begin Information given

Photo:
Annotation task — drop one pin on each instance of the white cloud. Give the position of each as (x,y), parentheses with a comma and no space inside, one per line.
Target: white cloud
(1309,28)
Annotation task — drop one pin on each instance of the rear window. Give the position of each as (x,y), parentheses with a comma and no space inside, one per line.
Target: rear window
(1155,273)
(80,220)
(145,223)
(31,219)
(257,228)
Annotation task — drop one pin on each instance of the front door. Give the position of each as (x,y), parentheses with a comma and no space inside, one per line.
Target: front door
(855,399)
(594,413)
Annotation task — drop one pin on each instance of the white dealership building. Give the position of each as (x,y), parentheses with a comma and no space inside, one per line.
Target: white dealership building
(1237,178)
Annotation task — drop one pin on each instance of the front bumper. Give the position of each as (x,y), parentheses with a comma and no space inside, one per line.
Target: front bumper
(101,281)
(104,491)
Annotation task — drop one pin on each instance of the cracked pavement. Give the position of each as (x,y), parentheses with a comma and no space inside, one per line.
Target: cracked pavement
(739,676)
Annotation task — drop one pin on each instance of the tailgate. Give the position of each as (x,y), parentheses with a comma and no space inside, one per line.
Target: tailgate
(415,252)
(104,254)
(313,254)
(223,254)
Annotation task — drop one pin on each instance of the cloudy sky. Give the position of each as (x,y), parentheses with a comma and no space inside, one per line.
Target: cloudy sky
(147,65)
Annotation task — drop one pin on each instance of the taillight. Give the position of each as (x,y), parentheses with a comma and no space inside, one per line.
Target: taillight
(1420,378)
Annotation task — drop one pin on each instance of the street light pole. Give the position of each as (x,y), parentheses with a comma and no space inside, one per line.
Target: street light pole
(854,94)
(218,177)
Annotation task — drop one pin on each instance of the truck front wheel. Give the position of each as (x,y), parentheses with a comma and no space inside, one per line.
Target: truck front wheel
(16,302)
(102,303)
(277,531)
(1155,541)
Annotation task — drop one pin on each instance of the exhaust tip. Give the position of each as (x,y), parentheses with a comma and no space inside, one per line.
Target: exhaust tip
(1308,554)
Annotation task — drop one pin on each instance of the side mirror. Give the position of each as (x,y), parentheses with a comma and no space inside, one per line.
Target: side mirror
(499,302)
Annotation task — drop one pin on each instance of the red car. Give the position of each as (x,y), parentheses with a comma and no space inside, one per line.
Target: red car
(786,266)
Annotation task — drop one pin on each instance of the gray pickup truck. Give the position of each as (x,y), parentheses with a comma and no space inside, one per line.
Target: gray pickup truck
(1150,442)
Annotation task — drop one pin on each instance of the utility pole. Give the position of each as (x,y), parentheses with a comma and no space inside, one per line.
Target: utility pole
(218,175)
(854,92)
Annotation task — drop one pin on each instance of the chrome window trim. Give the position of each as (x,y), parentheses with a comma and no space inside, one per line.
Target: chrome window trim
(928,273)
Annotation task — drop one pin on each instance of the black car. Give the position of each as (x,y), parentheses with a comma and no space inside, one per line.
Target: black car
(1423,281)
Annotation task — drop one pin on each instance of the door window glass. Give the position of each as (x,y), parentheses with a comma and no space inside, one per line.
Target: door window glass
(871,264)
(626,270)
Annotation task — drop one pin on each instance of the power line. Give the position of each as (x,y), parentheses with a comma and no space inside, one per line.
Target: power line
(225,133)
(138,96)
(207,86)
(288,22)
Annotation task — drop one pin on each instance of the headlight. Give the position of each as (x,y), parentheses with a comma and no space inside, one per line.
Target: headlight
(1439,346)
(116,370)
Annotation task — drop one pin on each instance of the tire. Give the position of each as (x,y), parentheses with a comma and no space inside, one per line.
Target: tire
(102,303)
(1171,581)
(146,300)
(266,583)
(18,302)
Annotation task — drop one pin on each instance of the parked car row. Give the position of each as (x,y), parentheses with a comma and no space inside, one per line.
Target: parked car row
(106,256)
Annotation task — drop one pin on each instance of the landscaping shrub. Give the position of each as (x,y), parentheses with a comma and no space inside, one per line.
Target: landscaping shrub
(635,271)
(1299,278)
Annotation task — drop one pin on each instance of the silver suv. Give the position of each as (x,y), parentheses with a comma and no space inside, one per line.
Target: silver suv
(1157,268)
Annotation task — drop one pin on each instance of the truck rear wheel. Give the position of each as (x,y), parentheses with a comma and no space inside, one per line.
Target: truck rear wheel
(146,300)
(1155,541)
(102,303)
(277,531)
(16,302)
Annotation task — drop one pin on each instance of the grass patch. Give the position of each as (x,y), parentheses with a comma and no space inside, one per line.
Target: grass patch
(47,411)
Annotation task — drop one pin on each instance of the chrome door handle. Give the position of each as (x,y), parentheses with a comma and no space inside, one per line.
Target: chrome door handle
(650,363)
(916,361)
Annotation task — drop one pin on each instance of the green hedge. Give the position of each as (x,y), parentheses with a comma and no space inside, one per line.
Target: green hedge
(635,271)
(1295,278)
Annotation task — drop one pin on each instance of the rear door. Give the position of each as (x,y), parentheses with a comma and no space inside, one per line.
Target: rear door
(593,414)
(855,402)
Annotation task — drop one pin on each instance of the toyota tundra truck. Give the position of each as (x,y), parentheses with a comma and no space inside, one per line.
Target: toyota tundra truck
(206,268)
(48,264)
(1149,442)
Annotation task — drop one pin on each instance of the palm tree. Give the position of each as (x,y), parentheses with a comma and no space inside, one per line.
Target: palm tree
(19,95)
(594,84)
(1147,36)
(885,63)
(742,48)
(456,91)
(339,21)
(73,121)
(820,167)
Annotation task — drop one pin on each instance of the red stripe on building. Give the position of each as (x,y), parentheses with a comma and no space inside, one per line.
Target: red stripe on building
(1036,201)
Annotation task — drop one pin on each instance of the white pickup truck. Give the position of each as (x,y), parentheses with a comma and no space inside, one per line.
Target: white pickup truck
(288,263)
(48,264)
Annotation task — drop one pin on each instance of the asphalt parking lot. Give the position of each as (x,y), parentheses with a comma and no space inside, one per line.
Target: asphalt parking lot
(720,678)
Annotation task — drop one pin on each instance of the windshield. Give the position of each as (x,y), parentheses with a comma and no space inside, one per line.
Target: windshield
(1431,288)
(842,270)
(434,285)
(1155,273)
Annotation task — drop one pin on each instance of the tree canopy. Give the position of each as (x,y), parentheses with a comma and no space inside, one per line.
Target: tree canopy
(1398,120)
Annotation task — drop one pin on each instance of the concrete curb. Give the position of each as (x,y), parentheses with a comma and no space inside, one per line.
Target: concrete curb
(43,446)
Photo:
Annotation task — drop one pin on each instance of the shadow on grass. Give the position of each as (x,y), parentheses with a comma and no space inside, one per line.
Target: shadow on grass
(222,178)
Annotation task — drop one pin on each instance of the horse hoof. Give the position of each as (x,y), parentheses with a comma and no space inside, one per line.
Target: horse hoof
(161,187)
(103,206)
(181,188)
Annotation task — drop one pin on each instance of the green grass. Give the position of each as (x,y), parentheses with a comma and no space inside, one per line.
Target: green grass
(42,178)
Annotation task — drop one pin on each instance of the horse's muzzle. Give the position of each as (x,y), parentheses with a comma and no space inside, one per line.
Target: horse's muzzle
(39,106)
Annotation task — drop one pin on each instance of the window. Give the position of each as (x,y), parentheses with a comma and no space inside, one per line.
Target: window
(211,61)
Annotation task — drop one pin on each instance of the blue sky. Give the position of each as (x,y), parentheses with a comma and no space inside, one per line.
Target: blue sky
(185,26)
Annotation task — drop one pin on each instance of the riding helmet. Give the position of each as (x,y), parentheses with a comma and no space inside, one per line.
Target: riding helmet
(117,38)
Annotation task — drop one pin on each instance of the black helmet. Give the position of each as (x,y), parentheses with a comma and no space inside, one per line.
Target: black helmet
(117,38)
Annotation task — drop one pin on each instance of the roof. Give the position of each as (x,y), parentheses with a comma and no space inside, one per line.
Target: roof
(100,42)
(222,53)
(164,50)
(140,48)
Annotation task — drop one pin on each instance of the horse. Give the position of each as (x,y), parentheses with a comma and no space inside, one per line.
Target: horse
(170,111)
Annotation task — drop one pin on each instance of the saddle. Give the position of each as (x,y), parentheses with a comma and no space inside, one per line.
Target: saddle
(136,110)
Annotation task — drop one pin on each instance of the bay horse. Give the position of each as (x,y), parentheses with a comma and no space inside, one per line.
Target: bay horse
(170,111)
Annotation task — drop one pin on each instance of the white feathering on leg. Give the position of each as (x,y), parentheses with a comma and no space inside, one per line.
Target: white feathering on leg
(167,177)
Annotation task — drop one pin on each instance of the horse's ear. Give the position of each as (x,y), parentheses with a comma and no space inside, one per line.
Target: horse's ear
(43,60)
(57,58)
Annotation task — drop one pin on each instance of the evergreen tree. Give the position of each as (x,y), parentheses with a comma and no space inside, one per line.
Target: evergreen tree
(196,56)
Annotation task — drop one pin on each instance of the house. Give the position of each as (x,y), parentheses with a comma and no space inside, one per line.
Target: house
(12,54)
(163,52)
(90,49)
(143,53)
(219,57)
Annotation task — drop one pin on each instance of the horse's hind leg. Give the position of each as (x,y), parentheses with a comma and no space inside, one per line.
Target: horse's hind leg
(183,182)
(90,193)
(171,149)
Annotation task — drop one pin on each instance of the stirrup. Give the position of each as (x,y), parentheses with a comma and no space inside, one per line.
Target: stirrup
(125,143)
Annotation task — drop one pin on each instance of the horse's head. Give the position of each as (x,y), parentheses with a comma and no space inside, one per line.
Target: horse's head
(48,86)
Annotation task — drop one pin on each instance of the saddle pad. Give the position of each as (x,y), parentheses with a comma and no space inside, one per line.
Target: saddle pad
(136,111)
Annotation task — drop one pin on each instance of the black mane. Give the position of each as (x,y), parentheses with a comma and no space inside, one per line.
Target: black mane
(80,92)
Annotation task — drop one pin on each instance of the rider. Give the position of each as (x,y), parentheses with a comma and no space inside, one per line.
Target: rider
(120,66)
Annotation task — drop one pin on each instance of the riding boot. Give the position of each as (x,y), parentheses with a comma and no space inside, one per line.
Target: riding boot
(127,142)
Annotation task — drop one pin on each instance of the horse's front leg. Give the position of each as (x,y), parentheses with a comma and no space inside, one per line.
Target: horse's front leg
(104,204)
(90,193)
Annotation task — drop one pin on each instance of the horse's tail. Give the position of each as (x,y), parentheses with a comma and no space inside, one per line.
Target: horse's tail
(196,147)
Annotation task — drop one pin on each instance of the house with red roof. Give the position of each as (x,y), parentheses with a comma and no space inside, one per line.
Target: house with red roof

end Information given

→ **The exercise**:
Can you reproduce word for word the records running from the line that contains "the horse's tail." through the end of the records, both ends included?

→ **Answer for the task**:
Annotation task — drop one pin on each instance of the horse's tail. Give the position of each as (x,y), parentheses with a comma and no space inside, one per line.
Target: horse's tail
(196,147)
Annotation task — drop one pin on each instance of the house with red roof. Give the position of each as (x,y), parentheses with a comma and no space inside, one per line.
Target: house with red roof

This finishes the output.